## INPUT
★ ★ ★ ★ ★ ★ ★

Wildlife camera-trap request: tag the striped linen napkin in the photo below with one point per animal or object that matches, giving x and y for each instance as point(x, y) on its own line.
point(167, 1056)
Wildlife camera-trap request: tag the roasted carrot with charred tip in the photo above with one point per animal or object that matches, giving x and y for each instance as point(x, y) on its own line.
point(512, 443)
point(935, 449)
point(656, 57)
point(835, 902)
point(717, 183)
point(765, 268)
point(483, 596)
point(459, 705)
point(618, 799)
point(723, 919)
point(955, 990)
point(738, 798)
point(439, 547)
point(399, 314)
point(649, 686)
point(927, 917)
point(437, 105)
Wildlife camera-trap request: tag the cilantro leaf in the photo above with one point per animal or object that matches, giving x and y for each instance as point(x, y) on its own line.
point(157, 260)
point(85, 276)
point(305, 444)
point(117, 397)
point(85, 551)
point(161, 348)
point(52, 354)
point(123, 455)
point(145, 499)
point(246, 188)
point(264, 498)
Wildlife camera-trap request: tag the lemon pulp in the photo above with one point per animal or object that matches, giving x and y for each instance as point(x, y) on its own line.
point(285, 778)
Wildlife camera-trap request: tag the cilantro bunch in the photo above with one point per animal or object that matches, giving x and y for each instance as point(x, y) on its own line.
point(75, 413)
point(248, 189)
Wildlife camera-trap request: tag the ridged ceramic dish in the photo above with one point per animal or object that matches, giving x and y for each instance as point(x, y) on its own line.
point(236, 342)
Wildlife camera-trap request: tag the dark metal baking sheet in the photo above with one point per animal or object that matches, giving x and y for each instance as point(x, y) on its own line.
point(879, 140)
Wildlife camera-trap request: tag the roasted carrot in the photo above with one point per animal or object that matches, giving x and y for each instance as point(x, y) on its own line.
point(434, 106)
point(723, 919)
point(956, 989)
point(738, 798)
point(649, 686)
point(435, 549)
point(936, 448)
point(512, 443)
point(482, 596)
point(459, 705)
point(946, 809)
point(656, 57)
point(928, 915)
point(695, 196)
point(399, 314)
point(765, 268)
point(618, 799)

★ ★ ★ ★ ★ ★ ★

Output the full listing without altering anything.

## RESULT FOR THIS EXERCISE
Wildlife camera-trap request: tag the striped linen napkin in the photo below with one point per animal or object that matches, giving x and y for each instance as point(x, y) on its own line.
point(167, 1056)
Wildlife camera-trap request: tag the roasted carrot with charred tip in the photo above with one point per animal or object that matches, giving x and y for each instance as point(x, y) on its own line.
point(512, 443)
point(935, 449)
point(656, 57)
point(835, 902)
point(717, 183)
point(765, 268)
point(483, 596)
point(459, 705)
point(618, 799)
point(723, 919)
point(955, 990)
point(738, 798)
point(439, 547)
point(399, 314)
point(649, 686)
point(927, 917)
point(437, 105)
Wildlife camera-trap request: tag the cilantro leaf in the photo above with one point per animal or object that matches, giving x and y for each instance as point(x, y) on its own line.
point(157, 260)
point(85, 276)
point(305, 444)
point(117, 397)
point(85, 551)
point(161, 348)
point(52, 354)
point(123, 455)
point(145, 499)
point(246, 188)
point(264, 498)
Wildlife camera-trap request: tag the lemon pulp in the photo above with one point per animal or object that matches, giving x and y for each instance as point(x, y) on its own line.
point(285, 778)
Wildlife camera-trap request: tag the cilantro bunch in the photo above with one point per animal or object that matches, giving x and y for each instance as point(x, y) on its own line.
point(75, 413)
point(248, 189)
Wildlife camera-trap request: tag the ridged ceramic dish in the photo above with one point per animal or object that matches, giving x and y for each instance as point(x, y) on its own line.
point(236, 342)
Wildlife camera-trap request: tag the dark metal baking sheet in the photo above with one point per animal or object that matches, giving x and y for each instance as point(x, y) on its own line.
point(879, 140)
Wildlife camera-trap request: tag the roasted carrot in the photo above with one point per animal or object that matches, giving x and y for each instance as point(x, y) on its own line.
point(434, 106)
point(723, 919)
point(956, 989)
point(738, 798)
point(649, 686)
point(435, 549)
point(936, 448)
point(512, 443)
point(482, 596)
point(459, 705)
point(946, 809)
point(656, 57)
point(928, 915)
point(695, 196)
point(399, 314)
point(765, 268)
point(618, 799)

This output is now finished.